Exercise brief => Reproduce each of the records below word for word, without changing anything.

[Stored records]
-- -- --

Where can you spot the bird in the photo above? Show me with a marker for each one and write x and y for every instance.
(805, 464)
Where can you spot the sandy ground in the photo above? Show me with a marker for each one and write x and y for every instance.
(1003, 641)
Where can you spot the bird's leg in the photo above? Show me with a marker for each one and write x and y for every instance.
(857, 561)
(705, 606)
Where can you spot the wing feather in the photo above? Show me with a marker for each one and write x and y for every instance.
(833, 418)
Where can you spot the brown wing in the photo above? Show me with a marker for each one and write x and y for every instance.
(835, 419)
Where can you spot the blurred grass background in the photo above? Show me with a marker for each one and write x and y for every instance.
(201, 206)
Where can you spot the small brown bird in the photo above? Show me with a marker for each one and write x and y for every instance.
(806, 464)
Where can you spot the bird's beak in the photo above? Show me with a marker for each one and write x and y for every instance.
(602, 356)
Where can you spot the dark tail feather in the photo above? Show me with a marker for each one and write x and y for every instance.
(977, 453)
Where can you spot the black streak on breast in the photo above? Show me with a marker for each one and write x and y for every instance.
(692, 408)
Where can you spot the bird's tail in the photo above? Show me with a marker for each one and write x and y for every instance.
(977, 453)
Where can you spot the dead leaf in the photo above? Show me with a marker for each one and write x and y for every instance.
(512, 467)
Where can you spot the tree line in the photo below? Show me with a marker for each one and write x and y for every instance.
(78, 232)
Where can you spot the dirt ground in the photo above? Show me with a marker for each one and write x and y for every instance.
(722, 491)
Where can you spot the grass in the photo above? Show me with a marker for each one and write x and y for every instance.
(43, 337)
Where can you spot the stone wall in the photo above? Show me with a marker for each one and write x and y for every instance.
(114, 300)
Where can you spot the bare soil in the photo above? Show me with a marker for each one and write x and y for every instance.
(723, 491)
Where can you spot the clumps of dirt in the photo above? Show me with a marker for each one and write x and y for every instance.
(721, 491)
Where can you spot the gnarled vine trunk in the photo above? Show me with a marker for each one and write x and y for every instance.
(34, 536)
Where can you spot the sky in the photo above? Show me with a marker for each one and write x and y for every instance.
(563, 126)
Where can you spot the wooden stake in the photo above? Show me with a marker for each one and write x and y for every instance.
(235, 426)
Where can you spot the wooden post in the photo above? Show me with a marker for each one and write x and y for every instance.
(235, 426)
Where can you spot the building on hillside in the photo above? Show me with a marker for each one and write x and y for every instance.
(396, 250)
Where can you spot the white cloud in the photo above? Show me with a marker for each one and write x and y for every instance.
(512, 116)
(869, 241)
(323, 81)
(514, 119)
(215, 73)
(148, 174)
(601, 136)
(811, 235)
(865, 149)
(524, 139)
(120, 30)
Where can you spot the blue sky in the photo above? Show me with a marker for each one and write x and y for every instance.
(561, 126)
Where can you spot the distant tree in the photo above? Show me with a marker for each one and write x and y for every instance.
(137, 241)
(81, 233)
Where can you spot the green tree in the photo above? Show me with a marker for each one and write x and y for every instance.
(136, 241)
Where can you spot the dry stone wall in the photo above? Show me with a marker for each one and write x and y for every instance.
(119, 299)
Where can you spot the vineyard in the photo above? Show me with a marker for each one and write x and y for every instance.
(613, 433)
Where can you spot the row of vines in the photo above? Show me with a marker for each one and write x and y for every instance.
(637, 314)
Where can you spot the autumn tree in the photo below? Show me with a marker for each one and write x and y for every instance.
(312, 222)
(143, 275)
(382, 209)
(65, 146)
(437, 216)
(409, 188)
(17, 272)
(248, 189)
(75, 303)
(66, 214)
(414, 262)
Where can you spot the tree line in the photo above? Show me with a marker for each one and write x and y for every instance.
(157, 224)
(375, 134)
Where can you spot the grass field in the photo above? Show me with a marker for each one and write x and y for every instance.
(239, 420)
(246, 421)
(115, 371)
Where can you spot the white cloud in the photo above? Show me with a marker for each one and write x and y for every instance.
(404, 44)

-- -- --

The answer =>
Where can you spot the bird in the photo above? Show me with a marker for each one and write x and y for every instance.
(805, 464)
Where can you spot the sandy ground in the photo above? Show me with a marker for each one and write x and y for every instance.
(1003, 641)
Where can you spot the bird's leg in the photo above? Show me with a marker for each one and write x and y for every instance.
(857, 561)
(705, 606)
Where can you spot the wing feather in the photo above? Show me with a marker for each one and write x and y for every instance.
(833, 418)
Where can you spot the brown wing in the photo above? Show me with a marker for each one and write x and y for every instance.
(835, 419)
Where can you spot the blurred grass background in the photo above? Show me with a marker for each one and write x and y for every instance.
(201, 206)
Where can you spot the small brown bird in the photo above? Show me with a marker for each one and write x and y for every instance.
(806, 464)
Where can you spot the bird's beak in the photo above? Show me with a marker for each one and write x and y for every instance.
(602, 356)
Where can you spot the dark tail feather in the photo above? Show me with a marker for each one and write x and y for every instance.
(977, 453)
Where can you spot the black streak on breast in the photo above? Show me with a marker for each one and write x and y for every instance.
(692, 408)
Where can you spot the bird's tail in the photo above? Show me with a marker for each one and write x and y for every instance.
(977, 453)
Where can you spot the dead leaf in the photo above? Show me with a marker for each one and write x and y for every instance.
(512, 467)
Where can you spot the tree line in the photo below? Show me with a marker for each one and write x and y for every instance.
(78, 232)
Where can you spot the dirt ground in the photo above? Show me with a marker for each one and write x and y for every instance.
(722, 491)
Where can you spot the grass in the photo above? Show me with a marker for each one and write x and y for every instance.
(43, 337)
Where can you spot the stone wall in the photo above? Show me with a marker for each one and write x and y for every instance.
(114, 300)
Where can you spot the bare soil in the photo above? Show me with a marker for each one and write x and y for every instance.
(723, 491)
Where can you spot the clumps of dirt in the photo above? Show me with a marker for each one and write x and y for every instance.
(721, 491)
Where can you spot the gnarled vine trunk in the photo above? Show me with a marker for each one and write x and y for every instance.
(34, 536)
Where can you spot the sky in the photo above? Show me with a marker for each one and write x and y for every instance.
(563, 126)
Where can you spot the wooden stake in the photo above? Show me with a marker for each one and write x and y for every instance.
(235, 426)
Where can you spot the wooden post in the photo above? Show me with a marker for each one and write x and y for every instance.
(235, 426)
Where can you spot the building on hillside in the photo above? Show me with a marker for each one and write x and y for every instance.
(396, 250)
Where can you spot the white cloud in the photo above? Show me with a marker for each one and write x and y for every instance.
(512, 116)
(869, 241)
(323, 81)
(514, 119)
(215, 73)
(148, 174)
(601, 136)
(811, 235)
(865, 149)
(524, 139)
(120, 30)
Where can you spot the blue sky in the photo above? Show me with a marker for each one and write x and y for every instance.
(561, 126)
Where can you spot the distant tree in the photo above? Show me with a marker for each one and write x and y for every instance.
(137, 241)
(81, 233)
Where can you spot the green tree in the photo above? Show me with a marker for each one and write x and y for every instance.
(136, 241)
Where can you spot the dry stone wall in the photo above? Show me with a marker for each one and write x and y for every instance.
(119, 299)
Where can you spot the vineyard in the photo above? Show me with a marker for each one and write x and y for every instance.
(613, 433)
Where can you spot the row of vines in the photo above? Show me with a marker for each one and write x and y for every instance.
(637, 314)
Where can you spot the autumn tree in the photo below? Show me with a marker for each one and write x and y for every instance.
(312, 222)
(143, 275)
(382, 209)
(65, 146)
(437, 216)
(409, 188)
(17, 272)
(248, 189)
(75, 303)
(66, 214)
(414, 262)
Where can you spot the tree line in the photo above? Show me with a marker for each one and write x and y for every instance.
(157, 224)
(375, 134)
Where can you spot the grass field in the photo above? Show me with a marker for each one and write x and y for every instance.
(239, 420)
(246, 421)
(115, 371)
Where can you spot the white cloud in the photo above? Show me with a marker for each one and write x and y for every instance.
(404, 44)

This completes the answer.